• **EXCERPTED TEXT**
STA, 15 March 2019 - Commissioner for the Security Union Julian King, who is in Slovenia on Friday to discuss the security situation in the EU, told participants of a Citizens' Dialogue event in Ljubljana that rightist terrorist attacks such as the one that happened in New Zealand's Christchurch today were also possible in Europe.
He noted though that attacks by extremist Islamists were more frequent in Europe.
King labelled today's attack in New Zealand, in which at least 49 people were killed, horrific, expressing solidarity with the families of those killed or affected by the attack.
Speaking at the event hosted by the Faculty of Social Sciences, he said that the EU had stepped up cooperation among security forces of individual countries in a bid to fight terror.
Terrorists' access to explosives and financing has been restricted and the EU is also fighting against radicalisation, including on-line, he said, adding that a lot more needed to be done.
King pointed to cyber security as one of the main challenges. Next to the fight against on-line radicalisation, it also includes measures against cyber-attacks, hate speech and misinformation, which external actors use to influence political debate or even EU election results.
The safety of electronic devices themselves is also important and here the EU plays an important role with its security certificates, he said.
The debate also touched on the future of the EU defence and the idea of forming a joint EU army. King said EU members already cooperated in defence, including in EU missions in third countries.
He moreover pointed to the joint EU projects aimed at strengthening defence capabilities of individual countries. A joint army would foremost enhance defence capabilities, he believes.
King, who is also in charge of the fight against organised and cyber-crime, and hate speech, is scheduled to meet Interior Minister Boštjan Poklukar and officials from the Slovenian intelligence agency SOVA later today.

• **ACTIONS TO TAKE**
• a. Rewrite the paragraph of the news report that begins "King pointed to cyber security" as a brief list, keeping its main facts.
• b. According to the news report, for what purpose did the EU step up cooperation among the security forces of individual countries? Answer in one to three sentences.
• c. Restate word for word the passage of the news report from "King labelled today's" to "to fight terror.".

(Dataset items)
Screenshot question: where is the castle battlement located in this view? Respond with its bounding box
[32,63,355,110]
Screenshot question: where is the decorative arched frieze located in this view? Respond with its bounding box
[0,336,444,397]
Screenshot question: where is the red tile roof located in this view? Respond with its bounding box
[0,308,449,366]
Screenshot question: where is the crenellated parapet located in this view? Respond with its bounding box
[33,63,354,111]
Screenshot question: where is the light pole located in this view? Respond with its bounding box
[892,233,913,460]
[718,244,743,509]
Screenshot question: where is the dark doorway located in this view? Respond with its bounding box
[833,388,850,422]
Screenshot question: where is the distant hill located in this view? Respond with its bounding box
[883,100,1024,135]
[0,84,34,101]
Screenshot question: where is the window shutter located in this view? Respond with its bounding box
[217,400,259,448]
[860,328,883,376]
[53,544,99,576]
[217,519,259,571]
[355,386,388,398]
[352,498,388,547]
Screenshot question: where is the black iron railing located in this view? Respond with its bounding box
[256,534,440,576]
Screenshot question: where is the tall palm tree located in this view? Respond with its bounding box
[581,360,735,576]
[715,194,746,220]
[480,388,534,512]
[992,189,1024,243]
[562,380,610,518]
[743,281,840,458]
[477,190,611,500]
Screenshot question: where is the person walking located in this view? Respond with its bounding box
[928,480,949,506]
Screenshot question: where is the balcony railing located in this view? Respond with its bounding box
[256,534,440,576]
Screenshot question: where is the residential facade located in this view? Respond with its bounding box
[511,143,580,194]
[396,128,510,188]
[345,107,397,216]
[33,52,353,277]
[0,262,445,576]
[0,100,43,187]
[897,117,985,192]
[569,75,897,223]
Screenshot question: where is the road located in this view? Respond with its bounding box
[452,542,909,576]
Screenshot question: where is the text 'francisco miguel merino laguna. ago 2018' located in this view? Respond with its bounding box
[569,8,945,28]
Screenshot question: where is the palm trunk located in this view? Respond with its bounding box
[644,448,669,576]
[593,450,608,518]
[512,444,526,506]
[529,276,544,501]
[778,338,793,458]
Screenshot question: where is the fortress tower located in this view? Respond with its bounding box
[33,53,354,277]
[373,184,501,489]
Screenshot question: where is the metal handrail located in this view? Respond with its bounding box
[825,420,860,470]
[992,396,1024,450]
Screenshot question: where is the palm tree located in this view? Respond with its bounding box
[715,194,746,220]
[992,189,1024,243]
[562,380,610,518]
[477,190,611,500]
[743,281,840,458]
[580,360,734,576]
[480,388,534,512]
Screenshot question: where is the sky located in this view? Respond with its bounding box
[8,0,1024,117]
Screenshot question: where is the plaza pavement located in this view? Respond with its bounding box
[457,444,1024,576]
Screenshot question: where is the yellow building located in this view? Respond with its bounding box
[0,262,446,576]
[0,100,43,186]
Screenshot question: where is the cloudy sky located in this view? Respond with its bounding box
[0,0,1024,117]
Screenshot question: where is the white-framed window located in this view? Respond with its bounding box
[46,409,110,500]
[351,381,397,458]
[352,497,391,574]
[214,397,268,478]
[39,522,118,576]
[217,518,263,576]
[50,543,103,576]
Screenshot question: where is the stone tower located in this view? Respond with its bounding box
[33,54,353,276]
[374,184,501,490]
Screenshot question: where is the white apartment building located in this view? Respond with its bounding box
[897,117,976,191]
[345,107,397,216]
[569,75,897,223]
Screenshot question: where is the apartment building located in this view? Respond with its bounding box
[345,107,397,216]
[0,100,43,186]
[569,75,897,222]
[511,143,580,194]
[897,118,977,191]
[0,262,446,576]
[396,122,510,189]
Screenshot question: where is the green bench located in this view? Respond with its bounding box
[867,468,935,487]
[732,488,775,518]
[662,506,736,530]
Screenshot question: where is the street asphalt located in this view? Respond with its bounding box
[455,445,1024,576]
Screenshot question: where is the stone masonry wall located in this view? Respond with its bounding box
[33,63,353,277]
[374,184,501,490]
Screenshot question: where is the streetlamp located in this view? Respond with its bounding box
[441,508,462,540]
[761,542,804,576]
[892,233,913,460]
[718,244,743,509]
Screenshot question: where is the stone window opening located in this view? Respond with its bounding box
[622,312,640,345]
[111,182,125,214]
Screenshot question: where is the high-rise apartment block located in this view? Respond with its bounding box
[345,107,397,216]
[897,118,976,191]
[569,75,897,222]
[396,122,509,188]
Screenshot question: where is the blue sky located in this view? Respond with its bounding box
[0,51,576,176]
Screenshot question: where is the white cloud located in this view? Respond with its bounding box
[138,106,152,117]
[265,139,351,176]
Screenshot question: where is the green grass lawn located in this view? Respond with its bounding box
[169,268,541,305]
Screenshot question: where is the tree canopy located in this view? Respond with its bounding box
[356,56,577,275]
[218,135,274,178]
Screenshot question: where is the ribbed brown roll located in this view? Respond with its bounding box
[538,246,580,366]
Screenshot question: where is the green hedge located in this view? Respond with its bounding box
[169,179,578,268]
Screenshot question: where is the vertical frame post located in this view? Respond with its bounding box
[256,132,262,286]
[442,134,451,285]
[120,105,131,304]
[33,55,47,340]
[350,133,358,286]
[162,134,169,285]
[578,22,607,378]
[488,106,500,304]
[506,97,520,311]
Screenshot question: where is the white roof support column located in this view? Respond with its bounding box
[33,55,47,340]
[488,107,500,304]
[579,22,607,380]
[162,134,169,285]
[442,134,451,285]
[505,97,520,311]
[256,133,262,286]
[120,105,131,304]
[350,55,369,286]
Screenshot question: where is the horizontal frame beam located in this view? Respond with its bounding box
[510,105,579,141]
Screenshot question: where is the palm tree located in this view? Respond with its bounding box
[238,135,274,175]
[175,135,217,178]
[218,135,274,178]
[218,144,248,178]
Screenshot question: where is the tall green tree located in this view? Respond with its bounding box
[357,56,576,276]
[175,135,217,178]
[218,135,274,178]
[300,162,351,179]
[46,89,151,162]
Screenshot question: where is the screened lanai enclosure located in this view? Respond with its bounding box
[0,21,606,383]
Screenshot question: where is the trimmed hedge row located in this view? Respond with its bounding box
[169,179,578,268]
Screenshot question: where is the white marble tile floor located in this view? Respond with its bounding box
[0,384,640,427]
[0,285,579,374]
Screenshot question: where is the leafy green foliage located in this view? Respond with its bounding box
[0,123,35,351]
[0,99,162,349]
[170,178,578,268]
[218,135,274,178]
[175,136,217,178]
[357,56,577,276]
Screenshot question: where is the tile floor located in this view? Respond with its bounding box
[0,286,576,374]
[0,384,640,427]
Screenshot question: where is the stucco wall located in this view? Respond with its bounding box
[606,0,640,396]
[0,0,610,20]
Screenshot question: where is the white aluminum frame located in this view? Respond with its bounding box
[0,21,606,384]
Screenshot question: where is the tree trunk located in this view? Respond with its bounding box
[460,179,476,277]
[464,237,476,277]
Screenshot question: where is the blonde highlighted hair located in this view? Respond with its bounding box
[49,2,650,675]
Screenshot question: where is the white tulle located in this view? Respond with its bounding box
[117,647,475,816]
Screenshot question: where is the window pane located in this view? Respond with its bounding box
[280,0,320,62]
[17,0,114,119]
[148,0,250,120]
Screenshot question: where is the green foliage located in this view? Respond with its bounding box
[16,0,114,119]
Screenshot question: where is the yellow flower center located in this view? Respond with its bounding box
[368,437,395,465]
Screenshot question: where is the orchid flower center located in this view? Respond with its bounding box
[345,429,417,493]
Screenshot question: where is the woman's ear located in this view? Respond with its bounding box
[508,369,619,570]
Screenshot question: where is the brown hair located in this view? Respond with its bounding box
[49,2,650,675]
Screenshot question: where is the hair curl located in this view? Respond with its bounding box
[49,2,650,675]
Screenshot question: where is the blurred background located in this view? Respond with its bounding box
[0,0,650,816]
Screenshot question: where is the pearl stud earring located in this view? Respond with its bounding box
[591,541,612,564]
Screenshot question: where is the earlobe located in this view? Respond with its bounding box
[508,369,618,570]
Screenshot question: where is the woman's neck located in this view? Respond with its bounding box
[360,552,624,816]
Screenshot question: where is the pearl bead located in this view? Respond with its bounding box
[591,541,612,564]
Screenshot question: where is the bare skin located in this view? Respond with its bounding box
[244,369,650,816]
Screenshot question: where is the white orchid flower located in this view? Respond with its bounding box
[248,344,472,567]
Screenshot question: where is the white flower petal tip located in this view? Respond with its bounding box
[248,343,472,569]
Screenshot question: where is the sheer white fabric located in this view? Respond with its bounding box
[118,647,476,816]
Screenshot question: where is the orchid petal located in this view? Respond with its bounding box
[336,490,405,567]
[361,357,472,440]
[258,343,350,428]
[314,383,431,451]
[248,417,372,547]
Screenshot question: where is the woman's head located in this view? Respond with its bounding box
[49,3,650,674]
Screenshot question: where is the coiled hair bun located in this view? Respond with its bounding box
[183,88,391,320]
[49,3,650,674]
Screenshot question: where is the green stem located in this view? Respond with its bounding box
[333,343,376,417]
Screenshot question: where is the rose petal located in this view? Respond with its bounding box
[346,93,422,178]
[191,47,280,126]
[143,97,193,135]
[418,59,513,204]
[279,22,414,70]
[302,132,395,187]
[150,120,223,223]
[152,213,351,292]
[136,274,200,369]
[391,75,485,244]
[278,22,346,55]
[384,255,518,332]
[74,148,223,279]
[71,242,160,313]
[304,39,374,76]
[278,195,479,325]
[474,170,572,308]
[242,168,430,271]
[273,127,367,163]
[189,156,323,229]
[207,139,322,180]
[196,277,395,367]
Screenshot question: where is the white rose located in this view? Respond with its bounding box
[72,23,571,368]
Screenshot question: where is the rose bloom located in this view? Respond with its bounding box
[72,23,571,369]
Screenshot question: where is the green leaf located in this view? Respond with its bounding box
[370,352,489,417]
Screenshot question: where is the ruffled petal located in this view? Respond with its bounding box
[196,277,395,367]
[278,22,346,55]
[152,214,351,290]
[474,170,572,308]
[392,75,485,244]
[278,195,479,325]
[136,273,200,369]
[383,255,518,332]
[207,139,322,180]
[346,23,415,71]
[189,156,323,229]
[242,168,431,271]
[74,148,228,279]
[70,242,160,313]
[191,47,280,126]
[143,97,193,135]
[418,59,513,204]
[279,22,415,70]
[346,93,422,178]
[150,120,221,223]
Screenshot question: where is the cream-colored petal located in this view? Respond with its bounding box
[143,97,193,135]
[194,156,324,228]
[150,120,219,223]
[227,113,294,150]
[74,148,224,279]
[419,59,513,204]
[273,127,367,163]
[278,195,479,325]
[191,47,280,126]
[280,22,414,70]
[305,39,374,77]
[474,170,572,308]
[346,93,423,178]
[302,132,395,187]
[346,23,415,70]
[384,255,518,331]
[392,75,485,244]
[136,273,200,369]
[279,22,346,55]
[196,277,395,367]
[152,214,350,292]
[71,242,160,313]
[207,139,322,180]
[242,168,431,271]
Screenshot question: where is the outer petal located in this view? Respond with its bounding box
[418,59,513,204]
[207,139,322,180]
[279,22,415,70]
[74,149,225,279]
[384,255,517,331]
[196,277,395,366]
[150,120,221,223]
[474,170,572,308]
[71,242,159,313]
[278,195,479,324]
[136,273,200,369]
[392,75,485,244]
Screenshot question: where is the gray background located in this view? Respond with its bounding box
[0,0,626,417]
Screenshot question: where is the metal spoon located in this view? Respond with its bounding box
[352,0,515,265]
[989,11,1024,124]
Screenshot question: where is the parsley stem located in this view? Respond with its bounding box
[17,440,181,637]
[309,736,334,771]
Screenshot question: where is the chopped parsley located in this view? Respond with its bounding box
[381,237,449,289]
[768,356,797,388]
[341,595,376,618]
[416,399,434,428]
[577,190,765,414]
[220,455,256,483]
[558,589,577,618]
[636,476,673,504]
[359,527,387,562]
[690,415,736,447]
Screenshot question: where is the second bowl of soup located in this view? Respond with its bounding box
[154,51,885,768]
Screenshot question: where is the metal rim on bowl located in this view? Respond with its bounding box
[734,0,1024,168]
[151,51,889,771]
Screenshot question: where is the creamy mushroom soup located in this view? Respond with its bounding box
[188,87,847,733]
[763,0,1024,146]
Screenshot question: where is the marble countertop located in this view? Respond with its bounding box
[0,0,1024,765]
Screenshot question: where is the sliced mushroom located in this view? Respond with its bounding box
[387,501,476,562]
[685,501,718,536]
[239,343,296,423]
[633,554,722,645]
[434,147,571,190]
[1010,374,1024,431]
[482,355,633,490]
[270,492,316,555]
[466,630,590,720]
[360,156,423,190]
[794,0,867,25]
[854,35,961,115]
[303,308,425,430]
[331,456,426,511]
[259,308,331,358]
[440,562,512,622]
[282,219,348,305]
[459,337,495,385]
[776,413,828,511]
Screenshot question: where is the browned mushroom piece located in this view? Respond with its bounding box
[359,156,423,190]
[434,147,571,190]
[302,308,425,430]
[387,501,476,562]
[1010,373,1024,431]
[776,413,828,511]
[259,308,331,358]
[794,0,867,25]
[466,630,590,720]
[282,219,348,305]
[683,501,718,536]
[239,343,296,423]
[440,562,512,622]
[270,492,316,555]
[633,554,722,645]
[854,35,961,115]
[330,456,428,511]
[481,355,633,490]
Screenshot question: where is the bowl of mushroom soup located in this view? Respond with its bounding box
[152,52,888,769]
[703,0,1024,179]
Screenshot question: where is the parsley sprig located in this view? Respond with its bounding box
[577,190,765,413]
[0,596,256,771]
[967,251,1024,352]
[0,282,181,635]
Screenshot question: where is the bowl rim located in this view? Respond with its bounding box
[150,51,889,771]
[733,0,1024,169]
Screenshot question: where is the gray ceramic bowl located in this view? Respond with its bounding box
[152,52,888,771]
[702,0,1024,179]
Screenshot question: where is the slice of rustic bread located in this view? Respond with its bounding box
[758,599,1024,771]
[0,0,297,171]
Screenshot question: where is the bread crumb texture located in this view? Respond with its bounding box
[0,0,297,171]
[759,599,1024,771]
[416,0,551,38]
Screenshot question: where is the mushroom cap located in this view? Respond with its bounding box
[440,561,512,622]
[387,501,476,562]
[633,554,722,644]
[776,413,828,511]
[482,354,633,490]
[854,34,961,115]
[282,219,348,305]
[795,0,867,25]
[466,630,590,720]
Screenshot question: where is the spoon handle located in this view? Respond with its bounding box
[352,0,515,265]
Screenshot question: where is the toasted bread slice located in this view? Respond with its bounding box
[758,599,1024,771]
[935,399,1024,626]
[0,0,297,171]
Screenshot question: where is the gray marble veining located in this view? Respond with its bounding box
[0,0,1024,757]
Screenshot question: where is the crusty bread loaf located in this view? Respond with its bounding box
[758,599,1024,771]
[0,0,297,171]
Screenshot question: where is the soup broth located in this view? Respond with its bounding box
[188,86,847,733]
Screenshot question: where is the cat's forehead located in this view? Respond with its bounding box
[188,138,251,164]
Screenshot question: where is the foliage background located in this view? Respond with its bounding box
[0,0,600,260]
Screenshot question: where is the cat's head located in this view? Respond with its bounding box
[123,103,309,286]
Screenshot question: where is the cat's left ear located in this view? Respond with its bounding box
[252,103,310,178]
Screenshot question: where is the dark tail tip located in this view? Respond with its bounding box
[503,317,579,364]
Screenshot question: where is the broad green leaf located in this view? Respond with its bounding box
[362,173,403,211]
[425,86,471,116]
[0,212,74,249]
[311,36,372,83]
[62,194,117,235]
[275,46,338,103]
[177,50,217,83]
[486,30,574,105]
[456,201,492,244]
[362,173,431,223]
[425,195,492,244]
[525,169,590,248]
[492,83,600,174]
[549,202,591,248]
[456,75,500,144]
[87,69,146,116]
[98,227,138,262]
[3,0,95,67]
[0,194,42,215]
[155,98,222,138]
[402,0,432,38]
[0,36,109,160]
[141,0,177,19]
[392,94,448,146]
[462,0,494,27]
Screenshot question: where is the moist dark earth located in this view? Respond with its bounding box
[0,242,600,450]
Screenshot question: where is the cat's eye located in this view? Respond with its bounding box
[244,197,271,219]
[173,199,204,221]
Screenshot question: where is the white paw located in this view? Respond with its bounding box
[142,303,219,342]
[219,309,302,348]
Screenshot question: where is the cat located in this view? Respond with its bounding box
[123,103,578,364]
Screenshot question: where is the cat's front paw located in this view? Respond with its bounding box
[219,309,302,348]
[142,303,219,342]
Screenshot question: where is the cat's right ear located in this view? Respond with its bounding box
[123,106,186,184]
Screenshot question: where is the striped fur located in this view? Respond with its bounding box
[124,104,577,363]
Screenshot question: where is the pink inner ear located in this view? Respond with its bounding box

• **ANSWERS FOR EACH ITEM**
• a.
- King named cyber security as one of the main challenges.
- Besides fighting on-line radicalisation, it covers measures against cyber-attacks, hate speech and misinformation.
- External actors use these to influence political debate or even EU election results.

• b. King said the EU stepped up this cooperation in a bid to fight terror.

• c.
King labelled today's attack in New Zealand, in which at least 49 people were killed, horrific, expressing solidarity with the families of those killed or affected by the attack.
Speaking at the event hosted by the Faculty of Social Sciences, he said that the EU had stepped up cooperation among security forces of individual countries in a bid to fight terror.